[Start Document extract]
2.2   Number; Headings.   Except when otherwise indicated by the context, the definition of any term in the singular shall also include the plural.  Headings of Articles and Sections herein are included solely for convenience, and if there is any conflict between such headings and the text of the Plan, such text shall control.

 

                        ARTICLE III                                           

 

ELIGIBILITY

 

3.1   General.   A Participant whose employment with the Company and its Affiliates terminates (or is terminated) for any reason other than death after completing five Participant Years of Service shall be entitled to receive a Retirement Benefit as of the Normal Commencement Date.  A Participant whose employment terminates or is terminated (voluntarily or involuntarily) by the Company and its Affiliates prior to completing five Participant Years of Service shall not be entitled to any Retirement Benefit or other payment or benefit under the Plan.
[End Document extract]
▶ **Problems to work on**:
1. Write out the part of the retirement plan excerpt that opens with the words containing "3.1   General." and closes with "under the Plan.".
2. Decide whether each statement agrees with the retirement plan excerpt, answering yes or no and quoting the deciding words: (a) When a heading conflicts with the text of the Plan, the heading controls. (b) A term defined in the singular also includes the plural unless the context indicates otherwise. (c) A Participant whose employment ends before completing five Participant Years of Service receives no benefit under the Plan.
[Start Data listing]
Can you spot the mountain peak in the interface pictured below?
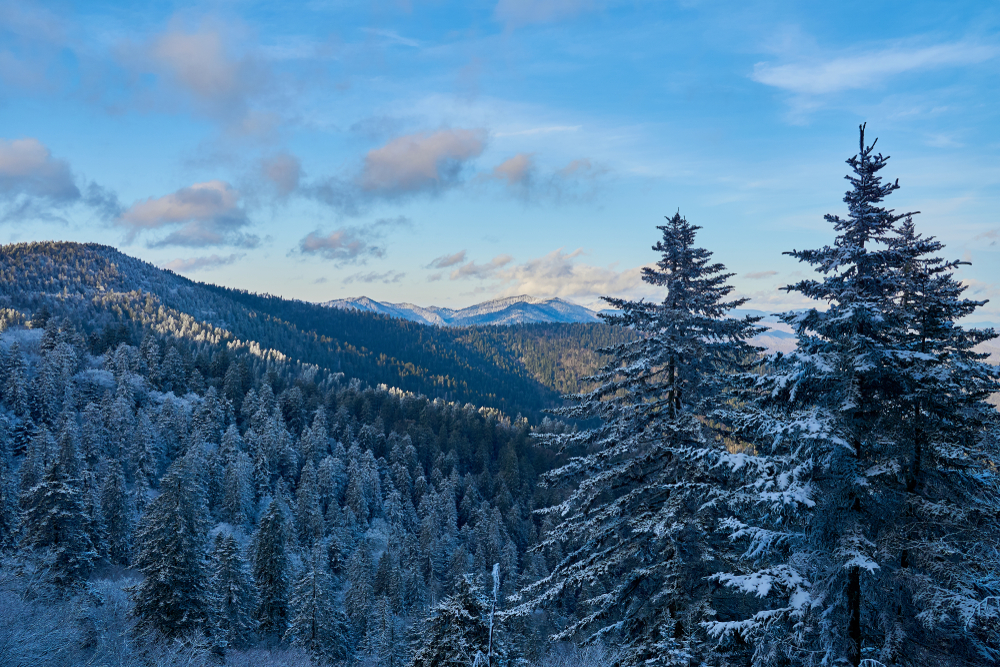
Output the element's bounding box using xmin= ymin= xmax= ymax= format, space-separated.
xmin=320 ymin=294 xmax=600 ymax=327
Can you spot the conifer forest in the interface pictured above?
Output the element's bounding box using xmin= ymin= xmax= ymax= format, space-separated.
xmin=0 ymin=126 xmax=1000 ymax=667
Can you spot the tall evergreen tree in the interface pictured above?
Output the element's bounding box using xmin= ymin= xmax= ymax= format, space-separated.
xmin=709 ymin=126 xmax=1000 ymax=666
xmin=513 ymin=213 xmax=757 ymax=664
xmin=411 ymin=577 xmax=490 ymax=667
xmin=210 ymin=533 xmax=257 ymax=648
xmin=252 ymin=499 xmax=290 ymax=637
xmin=132 ymin=456 xmax=211 ymax=637
xmin=21 ymin=418 xmax=97 ymax=587
xmin=100 ymin=459 xmax=135 ymax=566
xmin=285 ymin=545 xmax=348 ymax=661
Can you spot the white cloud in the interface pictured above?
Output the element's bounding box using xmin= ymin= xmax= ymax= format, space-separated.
xmin=750 ymin=42 xmax=1000 ymax=95
xmin=496 ymin=248 xmax=656 ymax=303
xmin=298 ymin=216 xmax=412 ymax=264
xmin=118 ymin=181 xmax=259 ymax=247
xmin=160 ymin=253 xmax=243 ymax=273
xmin=357 ymin=129 xmax=486 ymax=197
xmin=260 ymin=153 xmax=302 ymax=197
xmin=0 ymin=138 xmax=81 ymax=203
xmin=493 ymin=0 xmax=599 ymax=28
xmin=743 ymin=271 xmax=778 ymax=280
xmin=427 ymin=250 xmax=465 ymax=269
xmin=451 ymin=255 xmax=514 ymax=280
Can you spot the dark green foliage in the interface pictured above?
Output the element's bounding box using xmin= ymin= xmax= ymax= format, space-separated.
xmin=252 ymin=499 xmax=290 ymax=637
xmin=210 ymin=533 xmax=257 ymax=648
xmin=133 ymin=455 xmax=211 ymax=637
xmin=411 ymin=577 xmax=490 ymax=667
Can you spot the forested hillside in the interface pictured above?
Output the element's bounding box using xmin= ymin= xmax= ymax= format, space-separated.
xmin=0 ymin=243 xmax=625 ymax=418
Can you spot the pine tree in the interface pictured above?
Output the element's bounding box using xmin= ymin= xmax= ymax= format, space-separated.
xmin=285 ymin=545 xmax=348 ymax=661
xmin=709 ymin=126 xmax=1000 ymax=666
xmin=132 ymin=455 xmax=211 ymax=637
xmin=253 ymin=499 xmax=290 ymax=637
xmin=100 ymin=459 xmax=135 ymax=566
xmin=411 ymin=577 xmax=490 ymax=667
xmin=20 ymin=414 xmax=97 ymax=588
xmin=210 ymin=533 xmax=257 ymax=648
xmin=516 ymin=213 xmax=756 ymax=665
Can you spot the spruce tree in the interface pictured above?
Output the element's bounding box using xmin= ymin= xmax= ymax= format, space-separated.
xmin=100 ymin=459 xmax=135 ymax=566
xmin=132 ymin=455 xmax=211 ymax=637
xmin=411 ymin=577 xmax=490 ymax=667
xmin=210 ymin=533 xmax=257 ymax=648
xmin=285 ymin=545 xmax=348 ymax=661
xmin=516 ymin=213 xmax=757 ymax=665
xmin=707 ymin=126 xmax=1000 ymax=666
xmin=252 ymin=499 xmax=290 ymax=637
xmin=20 ymin=418 xmax=97 ymax=588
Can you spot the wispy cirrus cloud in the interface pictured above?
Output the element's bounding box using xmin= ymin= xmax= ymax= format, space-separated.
xmin=160 ymin=253 xmax=244 ymax=273
xmin=450 ymin=255 xmax=514 ymax=280
xmin=118 ymin=181 xmax=260 ymax=248
xmin=427 ymin=250 xmax=465 ymax=269
xmin=743 ymin=271 xmax=778 ymax=280
xmin=493 ymin=0 xmax=603 ymax=29
xmin=357 ymin=129 xmax=486 ymax=198
xmin=297 ymin=216 xmax=413 ymax=265
xmin=750 ymin=42 xmax=1000 ymax=96
xmin=0 ymin=137 xmax=121 ymax=221
xmin=482 ymin=153 xmax=609 ymax=202
xmin=341 ymin=271 xmax=406 ymax=285
xmin=300 ymin=128 xmax=487 ymax=215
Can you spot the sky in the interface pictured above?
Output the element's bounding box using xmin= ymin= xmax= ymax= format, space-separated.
xmin=0 ymin=0 xmax=1000 ymax=321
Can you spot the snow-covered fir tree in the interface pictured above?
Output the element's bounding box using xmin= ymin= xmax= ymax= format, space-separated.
xmin=132 ymin=454 xmax=211 ymax=637
xmin=707 ymin=126 xmax=1000 ymax=667
xmin=410 ymin=576 xmax=496 ymax=667
xmin=20 ymin=420 xmax=97 ymax=587
xmin=285 ymin=545 xmax=349 ymax=662
xmin=511 ymin=213 xmax=757 ymax=665
xmin=252 ymin=499 xmax=291 ymax=637
xmin=210 ymin=533 xmax=257 ymax=648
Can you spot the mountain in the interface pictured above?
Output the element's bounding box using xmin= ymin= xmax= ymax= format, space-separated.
xmin=320 ymin=295 xmax=600 ymax=327
xmin=0 ymin=243 xmax=628 ymax=417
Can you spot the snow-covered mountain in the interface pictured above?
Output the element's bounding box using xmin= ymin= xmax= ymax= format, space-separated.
xmin=320 ymin=295 xmax=600 ymax=327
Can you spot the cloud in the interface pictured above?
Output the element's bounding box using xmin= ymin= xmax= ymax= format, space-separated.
xmin=0 ymin=138 xmax=81 ymax=204
xmin=427 ymin=250 xmax=465 ymax=269
xmin=357 ymin=129 xmax=486 ymax=198
xmin=120 ymin=19 xmax=285 ymax=137
xmin=160 ymin=253 xmax=244 ymax=273
xmin=341 ymin=271 xmax=406 ymax=285
xmin=750 ymin=42 xmax=1000 ymax=95
xmin=300 ymin=129 xmax=486 ymax=215
xmin=496 ymin=248 xmax=655 ymax=301
xmin=0 ymin=137 xmax=121 ymax=222
xmin=118 ymin=181 xmax=260 ymax=248
xmin=480 ymin=153 xmax=609 ymax=202
xmin=490 ymin=153 xmax=534 ymax=187
xmin=493 ymin=0 xmax=599 ymax=28
xmin=972 ymin=229 xmax=1000 ymax=246
xmin=298 ymin=216 xmax=412 ymax=264
xmin=260 ymin=153 xmax=302 ymax=197
xmin=451 ymin=255 xmax=514 ymax=280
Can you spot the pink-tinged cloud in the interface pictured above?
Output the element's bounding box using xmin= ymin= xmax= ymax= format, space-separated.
xmin=260 ymin=153 xmax=302 ymax=197
xmin=490 ymin=153 xmax=534 ymax=186
xmin=119 ymin=181 xmax=259 ymax=247
xmin=357 ymin=129 xmax=486 ymax=198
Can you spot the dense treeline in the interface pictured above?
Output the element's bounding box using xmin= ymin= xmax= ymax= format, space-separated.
xmin=0 ymin=316 xmax=580 ymax=664
xmin=0 ymin=243 xmax=624 ymax=418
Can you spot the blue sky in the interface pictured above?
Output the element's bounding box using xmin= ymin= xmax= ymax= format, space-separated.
xmin=0 ymin=0 xmax=1000 ymax=321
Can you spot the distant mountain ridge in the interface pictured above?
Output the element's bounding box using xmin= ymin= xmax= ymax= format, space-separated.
xmin=319 ymin=294 xmax=601 ymax=327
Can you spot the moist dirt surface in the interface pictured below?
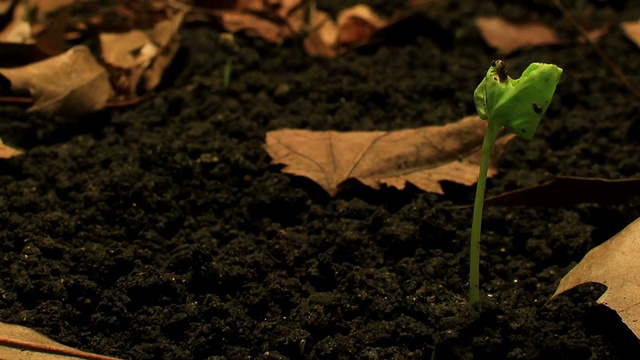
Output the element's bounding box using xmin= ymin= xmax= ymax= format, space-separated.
xmin=0 ymin=1 xmax=640 ymax=360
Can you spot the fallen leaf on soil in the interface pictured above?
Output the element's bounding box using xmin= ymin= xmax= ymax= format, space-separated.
xmin=265 ymin=116 xmax=514 ymax=196
xmin=551 ymin=219 xmax=640 ymax=338
xmin=0 ymin=139 xmax=22 ymax=159
xmin=99 ymin=3 xmax=188 ymax=98
xmin=0 ymin=45 xmax=112 ymax=115
xmin=0 ymin=323 xmax=117 ymax=360
xmin=195 ymin=0 xmax=436 ymax=57
xmin=304 ymin=0 xmax=424 ymax=57
xmin=476 ymin=16 xmax=562 ymax=55
xmin=620 ymin=21 xmax=640 ymax=47
xmin=0 ymin=1 xmax=33 ymax=44
xmin=482 ymin=176 xmax=640 ymax=206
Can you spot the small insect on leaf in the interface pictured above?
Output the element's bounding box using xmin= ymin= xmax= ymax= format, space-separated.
xmin=531 ymin=103 xmax=542 ymax=114
xmin=474 ymin=60 xmax=562 ymax=140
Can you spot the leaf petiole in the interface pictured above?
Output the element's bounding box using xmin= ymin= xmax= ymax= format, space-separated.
xmin=469 ymin=119 xmax=501 ymax=303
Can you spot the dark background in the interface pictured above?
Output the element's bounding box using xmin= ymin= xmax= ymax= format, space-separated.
xmin=0 ymin=1 xmax=640 ymax=360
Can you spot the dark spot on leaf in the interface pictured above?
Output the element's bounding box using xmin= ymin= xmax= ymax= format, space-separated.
xmin=531 ymin=103 xmax=542 ymax=114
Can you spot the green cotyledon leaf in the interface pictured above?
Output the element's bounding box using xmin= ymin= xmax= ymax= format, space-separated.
xmin=473 ymin=60 xmax=562 ymax=140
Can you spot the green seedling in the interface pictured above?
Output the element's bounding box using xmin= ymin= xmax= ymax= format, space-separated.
xmin=218 ymin=33 xmax=238 ymax=89
xmin=469 ymin=60 xmax=562 ymax=303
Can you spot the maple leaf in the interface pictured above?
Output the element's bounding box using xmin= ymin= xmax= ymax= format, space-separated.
xmin=265 ymin=116 xmax=514 ymax=196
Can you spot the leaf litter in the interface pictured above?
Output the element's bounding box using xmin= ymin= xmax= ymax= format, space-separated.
xmin=0 ymin=0 xmax=189 ymax=115
xmin=0 ymin=323 xmax=117 ymax=360
xmin=265 ymin=116 xmax=514 ymax=196
xmin=194 ymin=0 xmax=438 ymax=58
xmin=551 ymin=219 xmax=640 ymax=338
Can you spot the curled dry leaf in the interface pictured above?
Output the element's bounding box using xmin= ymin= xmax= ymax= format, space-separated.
xmin=0 ymin=323 xmax=117 ymax=360
xmin=99 ymin=3 xmax=188 ymax=98
xmin=0 ymin=45 xmax=112 ymax=115
xmin=476 ymin=16 xmax=562 ymax=54
xmin=0 ymin=140 xmax=22 ymax=159
xmin=551 ymin=219 xmax=640 ymax=338
xmin=620 ymin=21 xmax=640 ymax=47
xmin=336 ymin=4 xmax=389 ymax=46
xmin=265 ymin=116 xmax=514 ymax=196
xmin=304 ymin=4 xmax=390 ymax=57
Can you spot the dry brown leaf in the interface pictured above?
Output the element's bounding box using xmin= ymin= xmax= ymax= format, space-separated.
[End Data listing]
▶ **Response list**:
1.
3.1   General.   A Participant whose employment with the Company and its Affiliates terminates (or is terminated) for any reason other than death after completing five Participant Years of Service shall be entitled to receive a Retirement Benefit as of the Normal Commencement Date.  A Participant whose employment terminates or is terminated (voluntarily or involuntarily) by the Company and its Affiliates prior to completing five Participant Years of Service shall not be entitled to any Retirement Benefit or other payment or benefit under the Plan.

2.
(a) No: "if there is any conflict between such headings and the text of the Plan, such text shall control."
(b) Yes: "Except when otherwise indicated by the context, the definition of any term in the singular shall also include the plural."
(c) Yes: "prior to completing five Participant Years of Service shall not be entitled to any Retirement Benefit or other payment or benefit under the Plan."